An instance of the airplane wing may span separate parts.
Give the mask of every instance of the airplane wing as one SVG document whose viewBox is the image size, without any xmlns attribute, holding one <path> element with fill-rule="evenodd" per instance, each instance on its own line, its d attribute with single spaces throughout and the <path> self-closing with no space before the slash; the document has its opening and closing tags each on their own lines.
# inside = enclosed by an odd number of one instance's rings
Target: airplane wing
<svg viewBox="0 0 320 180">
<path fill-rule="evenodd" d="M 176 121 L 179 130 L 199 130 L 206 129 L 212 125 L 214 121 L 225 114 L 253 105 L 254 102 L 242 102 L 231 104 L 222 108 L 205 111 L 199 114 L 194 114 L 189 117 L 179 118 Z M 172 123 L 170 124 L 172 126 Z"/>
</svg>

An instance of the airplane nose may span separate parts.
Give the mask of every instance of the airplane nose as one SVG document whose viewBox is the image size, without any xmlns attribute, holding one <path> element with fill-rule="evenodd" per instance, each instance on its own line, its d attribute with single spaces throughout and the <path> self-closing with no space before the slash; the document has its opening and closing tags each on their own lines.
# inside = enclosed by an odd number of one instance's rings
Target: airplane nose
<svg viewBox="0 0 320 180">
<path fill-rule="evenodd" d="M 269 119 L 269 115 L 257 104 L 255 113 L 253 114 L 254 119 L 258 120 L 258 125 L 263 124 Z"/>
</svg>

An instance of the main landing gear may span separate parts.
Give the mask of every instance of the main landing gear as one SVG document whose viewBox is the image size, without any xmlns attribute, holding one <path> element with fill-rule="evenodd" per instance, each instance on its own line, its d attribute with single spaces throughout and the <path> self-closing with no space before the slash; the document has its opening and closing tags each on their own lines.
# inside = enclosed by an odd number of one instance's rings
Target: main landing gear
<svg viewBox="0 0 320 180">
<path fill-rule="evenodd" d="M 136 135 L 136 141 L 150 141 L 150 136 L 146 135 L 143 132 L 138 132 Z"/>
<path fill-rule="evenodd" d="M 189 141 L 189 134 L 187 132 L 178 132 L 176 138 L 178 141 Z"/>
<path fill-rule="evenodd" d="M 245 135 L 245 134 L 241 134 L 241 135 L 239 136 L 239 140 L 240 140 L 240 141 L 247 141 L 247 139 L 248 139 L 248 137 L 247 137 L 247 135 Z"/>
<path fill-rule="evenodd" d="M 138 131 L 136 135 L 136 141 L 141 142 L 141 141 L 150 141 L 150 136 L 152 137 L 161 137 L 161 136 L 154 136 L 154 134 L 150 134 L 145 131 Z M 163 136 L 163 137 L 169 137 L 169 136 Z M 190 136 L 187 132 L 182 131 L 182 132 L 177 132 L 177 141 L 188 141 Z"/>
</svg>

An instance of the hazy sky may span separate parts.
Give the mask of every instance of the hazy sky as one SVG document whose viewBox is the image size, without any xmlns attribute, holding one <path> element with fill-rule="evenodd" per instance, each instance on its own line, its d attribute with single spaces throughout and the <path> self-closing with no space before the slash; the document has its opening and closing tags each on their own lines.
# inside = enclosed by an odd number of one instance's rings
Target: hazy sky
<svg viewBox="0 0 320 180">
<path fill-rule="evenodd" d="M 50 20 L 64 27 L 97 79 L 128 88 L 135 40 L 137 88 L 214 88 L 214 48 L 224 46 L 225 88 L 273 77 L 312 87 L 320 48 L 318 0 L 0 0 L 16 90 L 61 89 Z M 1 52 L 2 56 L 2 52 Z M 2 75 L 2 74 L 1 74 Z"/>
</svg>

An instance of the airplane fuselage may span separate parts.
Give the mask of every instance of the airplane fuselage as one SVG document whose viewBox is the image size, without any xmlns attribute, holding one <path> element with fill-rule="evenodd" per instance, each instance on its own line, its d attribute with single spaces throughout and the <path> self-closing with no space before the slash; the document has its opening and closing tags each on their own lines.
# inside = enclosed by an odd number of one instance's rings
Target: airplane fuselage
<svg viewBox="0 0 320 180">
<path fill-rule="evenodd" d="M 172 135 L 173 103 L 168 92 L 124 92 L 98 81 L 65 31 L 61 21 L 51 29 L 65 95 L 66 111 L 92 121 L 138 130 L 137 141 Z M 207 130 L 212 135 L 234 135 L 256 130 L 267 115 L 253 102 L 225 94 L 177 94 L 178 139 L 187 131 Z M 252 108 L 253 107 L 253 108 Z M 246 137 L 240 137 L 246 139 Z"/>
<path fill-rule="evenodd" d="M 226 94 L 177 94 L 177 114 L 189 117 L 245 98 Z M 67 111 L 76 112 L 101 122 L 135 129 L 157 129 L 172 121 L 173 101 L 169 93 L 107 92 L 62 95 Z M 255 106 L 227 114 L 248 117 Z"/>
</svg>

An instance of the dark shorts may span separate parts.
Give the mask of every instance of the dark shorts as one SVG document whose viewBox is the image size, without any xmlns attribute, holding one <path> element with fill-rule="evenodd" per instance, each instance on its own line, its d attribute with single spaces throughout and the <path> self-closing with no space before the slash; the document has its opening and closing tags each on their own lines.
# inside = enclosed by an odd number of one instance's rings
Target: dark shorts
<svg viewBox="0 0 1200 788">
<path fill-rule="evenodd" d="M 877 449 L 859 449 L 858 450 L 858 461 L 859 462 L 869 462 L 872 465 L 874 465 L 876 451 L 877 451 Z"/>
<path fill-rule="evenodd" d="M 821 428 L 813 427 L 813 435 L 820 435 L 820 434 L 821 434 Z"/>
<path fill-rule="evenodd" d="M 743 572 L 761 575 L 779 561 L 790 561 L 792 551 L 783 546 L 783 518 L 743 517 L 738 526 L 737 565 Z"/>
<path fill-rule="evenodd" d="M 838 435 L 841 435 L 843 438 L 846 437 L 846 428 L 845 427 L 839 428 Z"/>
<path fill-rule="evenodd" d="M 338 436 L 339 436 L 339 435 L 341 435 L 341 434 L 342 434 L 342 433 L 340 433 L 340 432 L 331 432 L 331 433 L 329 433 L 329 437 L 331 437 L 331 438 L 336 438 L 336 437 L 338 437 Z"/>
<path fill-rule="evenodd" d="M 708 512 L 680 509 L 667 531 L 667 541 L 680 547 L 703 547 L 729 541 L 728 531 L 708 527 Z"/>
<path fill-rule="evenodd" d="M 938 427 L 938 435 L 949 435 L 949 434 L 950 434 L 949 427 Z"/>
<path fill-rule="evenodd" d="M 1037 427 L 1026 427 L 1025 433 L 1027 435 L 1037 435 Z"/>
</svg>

################

WHAT TO PRODUCE ▸ In the data above, start at the line that has "Give the mask of every instance of the airplane nose", stop after the line that has "An instance of the main", and print every line in between exactly as it stands.

SOLUTION TO THE EXERCISE ▸
Give the mask of every instance of the airplane nose as one SVG document whose viewBox is the image size, without any xmlns attribute, holding one <path> element with fill-rule="evenodd" per instance, each instance on its own line, its d attribute with single spaces throughout and the <path> self-closing with no space before the slash; the document has its opening and closing tags each on their own lines.
# inside = enclosed by an odd number of one instance's rings
Target: airplane nose
<svg viewBox="0 0 320 180">
<path fill-rule="evenodd" d="M 269 119 L 269 115 L 257 104 L 255 113 L 253 114 L 254 119 L 258 120 L 258 125 L 263 124 Z"/>
</svg>

An instance of the main landing gear may span separate parts.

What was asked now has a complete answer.